Given instruction. Determine how many lines in the data below contain the string "cloud", treating uppercase and lowercase letters as different. Reply with the number alone.

Exercise materials.
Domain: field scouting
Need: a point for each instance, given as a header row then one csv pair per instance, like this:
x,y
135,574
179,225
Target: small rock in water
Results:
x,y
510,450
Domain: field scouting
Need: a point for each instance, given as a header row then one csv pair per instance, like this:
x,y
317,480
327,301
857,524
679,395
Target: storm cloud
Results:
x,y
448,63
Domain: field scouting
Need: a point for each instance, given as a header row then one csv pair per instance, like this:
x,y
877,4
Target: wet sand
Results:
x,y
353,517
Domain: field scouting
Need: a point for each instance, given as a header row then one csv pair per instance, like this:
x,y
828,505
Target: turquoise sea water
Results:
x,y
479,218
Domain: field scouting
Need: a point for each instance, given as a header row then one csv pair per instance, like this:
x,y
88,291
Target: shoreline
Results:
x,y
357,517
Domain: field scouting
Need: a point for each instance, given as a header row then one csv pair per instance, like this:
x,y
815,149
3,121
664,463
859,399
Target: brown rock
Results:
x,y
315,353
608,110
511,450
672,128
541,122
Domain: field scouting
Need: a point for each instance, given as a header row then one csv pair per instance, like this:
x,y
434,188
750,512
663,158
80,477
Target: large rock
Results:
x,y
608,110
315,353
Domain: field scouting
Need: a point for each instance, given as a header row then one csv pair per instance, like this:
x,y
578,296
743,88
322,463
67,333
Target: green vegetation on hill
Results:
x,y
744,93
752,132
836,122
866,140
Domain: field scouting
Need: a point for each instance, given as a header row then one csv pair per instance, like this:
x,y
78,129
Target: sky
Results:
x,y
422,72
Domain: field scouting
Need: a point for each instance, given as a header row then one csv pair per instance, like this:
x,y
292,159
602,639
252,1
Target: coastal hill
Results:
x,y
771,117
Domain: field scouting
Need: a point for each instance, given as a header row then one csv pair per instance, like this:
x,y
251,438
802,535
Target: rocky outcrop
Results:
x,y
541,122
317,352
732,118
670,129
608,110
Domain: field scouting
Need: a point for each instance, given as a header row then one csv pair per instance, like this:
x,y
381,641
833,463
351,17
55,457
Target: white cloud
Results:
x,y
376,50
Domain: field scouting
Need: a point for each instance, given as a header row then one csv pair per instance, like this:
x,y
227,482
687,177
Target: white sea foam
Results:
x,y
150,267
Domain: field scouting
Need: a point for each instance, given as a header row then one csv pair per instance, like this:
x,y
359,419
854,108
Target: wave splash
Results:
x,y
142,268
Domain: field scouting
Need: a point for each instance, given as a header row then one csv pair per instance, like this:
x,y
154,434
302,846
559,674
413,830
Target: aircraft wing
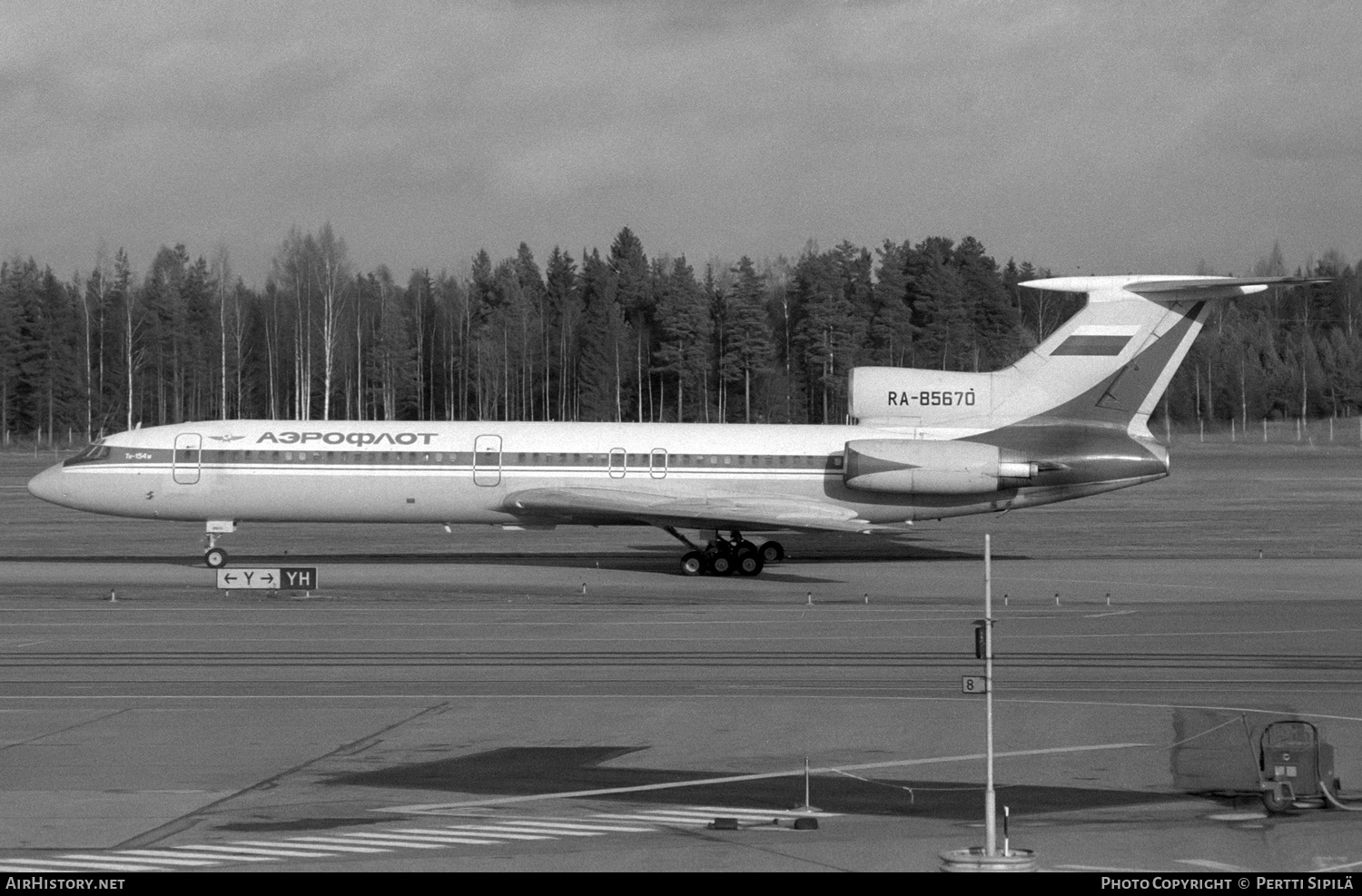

Solution to this problem. 2